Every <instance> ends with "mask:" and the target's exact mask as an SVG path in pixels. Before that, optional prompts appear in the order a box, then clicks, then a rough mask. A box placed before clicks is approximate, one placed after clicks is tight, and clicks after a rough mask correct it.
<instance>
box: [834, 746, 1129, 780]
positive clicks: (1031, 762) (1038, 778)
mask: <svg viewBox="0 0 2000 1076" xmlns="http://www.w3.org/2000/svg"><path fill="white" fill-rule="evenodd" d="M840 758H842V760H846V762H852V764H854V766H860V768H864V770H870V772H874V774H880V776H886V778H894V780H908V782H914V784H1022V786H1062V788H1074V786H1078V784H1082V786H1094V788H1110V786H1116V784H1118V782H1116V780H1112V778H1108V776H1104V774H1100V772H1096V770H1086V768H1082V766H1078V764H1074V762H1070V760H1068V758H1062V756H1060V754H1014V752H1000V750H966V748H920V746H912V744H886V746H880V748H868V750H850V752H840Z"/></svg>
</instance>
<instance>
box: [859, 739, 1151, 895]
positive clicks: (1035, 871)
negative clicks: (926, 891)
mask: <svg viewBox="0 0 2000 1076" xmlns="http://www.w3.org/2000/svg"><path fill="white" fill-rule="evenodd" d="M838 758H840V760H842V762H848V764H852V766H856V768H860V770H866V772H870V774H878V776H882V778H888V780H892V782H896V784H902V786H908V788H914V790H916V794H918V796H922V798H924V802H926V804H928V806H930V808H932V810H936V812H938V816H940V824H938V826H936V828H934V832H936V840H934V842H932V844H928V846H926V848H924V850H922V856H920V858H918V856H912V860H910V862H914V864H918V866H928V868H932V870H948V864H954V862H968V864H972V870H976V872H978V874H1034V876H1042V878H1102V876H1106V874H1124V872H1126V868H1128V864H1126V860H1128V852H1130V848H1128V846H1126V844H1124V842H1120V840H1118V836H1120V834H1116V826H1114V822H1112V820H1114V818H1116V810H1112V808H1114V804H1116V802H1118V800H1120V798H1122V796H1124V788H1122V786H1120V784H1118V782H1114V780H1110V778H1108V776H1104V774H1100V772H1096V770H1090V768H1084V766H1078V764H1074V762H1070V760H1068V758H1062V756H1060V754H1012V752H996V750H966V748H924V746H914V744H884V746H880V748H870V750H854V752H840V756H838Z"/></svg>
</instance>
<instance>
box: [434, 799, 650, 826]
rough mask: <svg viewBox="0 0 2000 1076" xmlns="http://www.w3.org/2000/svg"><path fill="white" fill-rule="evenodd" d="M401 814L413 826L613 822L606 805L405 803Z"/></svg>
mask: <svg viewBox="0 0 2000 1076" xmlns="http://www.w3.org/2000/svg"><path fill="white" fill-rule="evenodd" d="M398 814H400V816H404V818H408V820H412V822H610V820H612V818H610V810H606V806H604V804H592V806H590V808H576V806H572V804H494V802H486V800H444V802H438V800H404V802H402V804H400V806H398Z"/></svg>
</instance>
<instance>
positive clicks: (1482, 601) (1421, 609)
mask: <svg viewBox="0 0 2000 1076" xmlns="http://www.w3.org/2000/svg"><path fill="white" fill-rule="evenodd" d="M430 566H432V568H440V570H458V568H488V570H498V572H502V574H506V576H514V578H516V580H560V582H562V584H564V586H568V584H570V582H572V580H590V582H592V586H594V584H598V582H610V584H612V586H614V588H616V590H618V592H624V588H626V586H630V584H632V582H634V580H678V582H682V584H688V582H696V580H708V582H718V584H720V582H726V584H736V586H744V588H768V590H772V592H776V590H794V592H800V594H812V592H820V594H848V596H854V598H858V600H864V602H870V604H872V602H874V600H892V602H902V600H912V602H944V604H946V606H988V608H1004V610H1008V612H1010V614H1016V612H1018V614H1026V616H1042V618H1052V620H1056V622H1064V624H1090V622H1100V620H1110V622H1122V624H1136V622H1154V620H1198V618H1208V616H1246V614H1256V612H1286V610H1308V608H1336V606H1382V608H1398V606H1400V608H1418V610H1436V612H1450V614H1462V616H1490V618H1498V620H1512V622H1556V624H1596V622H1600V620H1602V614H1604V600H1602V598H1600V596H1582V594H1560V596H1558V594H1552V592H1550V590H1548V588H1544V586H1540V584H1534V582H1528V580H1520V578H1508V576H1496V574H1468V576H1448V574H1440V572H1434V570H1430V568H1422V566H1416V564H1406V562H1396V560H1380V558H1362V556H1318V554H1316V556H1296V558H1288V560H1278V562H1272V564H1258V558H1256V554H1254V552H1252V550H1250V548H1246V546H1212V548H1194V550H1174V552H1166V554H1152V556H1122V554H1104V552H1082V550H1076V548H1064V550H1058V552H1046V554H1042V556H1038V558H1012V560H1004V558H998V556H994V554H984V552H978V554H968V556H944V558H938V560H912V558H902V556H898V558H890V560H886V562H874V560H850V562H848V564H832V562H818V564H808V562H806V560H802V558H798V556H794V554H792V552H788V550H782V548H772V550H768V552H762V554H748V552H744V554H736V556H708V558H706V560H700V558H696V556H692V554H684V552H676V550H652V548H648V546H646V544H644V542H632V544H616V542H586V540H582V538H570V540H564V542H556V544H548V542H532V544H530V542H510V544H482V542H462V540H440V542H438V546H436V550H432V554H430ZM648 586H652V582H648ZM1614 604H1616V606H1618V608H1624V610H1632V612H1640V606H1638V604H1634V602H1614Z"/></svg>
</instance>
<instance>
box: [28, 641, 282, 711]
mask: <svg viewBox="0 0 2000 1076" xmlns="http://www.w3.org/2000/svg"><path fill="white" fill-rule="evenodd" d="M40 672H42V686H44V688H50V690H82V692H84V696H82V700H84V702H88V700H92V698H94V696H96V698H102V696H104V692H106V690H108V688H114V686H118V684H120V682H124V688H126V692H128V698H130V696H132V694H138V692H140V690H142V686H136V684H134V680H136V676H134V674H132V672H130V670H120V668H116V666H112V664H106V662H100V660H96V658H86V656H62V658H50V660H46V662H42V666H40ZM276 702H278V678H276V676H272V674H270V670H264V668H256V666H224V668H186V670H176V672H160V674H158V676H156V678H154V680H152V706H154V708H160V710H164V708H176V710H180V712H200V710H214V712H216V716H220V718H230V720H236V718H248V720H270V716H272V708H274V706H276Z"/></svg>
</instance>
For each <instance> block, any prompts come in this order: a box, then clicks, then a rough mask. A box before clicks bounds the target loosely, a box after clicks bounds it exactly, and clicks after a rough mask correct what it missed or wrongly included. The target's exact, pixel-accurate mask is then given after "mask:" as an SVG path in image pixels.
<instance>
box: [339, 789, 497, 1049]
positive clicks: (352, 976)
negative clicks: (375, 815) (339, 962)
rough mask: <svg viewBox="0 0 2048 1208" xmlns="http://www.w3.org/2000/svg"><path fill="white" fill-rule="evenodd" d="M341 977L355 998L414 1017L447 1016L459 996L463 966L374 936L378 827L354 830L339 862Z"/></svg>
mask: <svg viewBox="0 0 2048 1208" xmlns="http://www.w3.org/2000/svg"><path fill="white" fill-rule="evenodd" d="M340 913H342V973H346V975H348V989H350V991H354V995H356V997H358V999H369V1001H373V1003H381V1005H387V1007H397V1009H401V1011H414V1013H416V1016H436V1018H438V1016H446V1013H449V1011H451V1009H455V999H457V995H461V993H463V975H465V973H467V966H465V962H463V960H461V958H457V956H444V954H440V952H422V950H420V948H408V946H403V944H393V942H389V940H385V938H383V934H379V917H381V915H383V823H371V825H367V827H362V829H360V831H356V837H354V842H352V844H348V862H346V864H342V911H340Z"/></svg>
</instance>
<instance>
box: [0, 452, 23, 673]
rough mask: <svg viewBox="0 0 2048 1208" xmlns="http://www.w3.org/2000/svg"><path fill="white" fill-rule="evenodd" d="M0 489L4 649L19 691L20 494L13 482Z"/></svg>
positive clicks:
────
_The problem_
Each line in the entries above that includes the string "pixels" should be extracted.

_Response to this exercise_
Every <instance> ends with "mask:" and the target's exact mask as an SVG path in pixels. Before that, optional prompts appear in the order a box, then clicks, then a rough mask. A box placed before clicks is approximate, one placed after clicks is tight, and clicks after a rough mask correct it.
For each <instance> block, any prompts come in this order: a box, then clicks, then a rough mask. A box before clicks bounds the target loosely, a box after clicks bounds it exactly, and clicks after a rough mask correct what it missed or wrongly included. The target's exact, pixel-accurate mask is then given after "mask:" as an SVG path in image pixels.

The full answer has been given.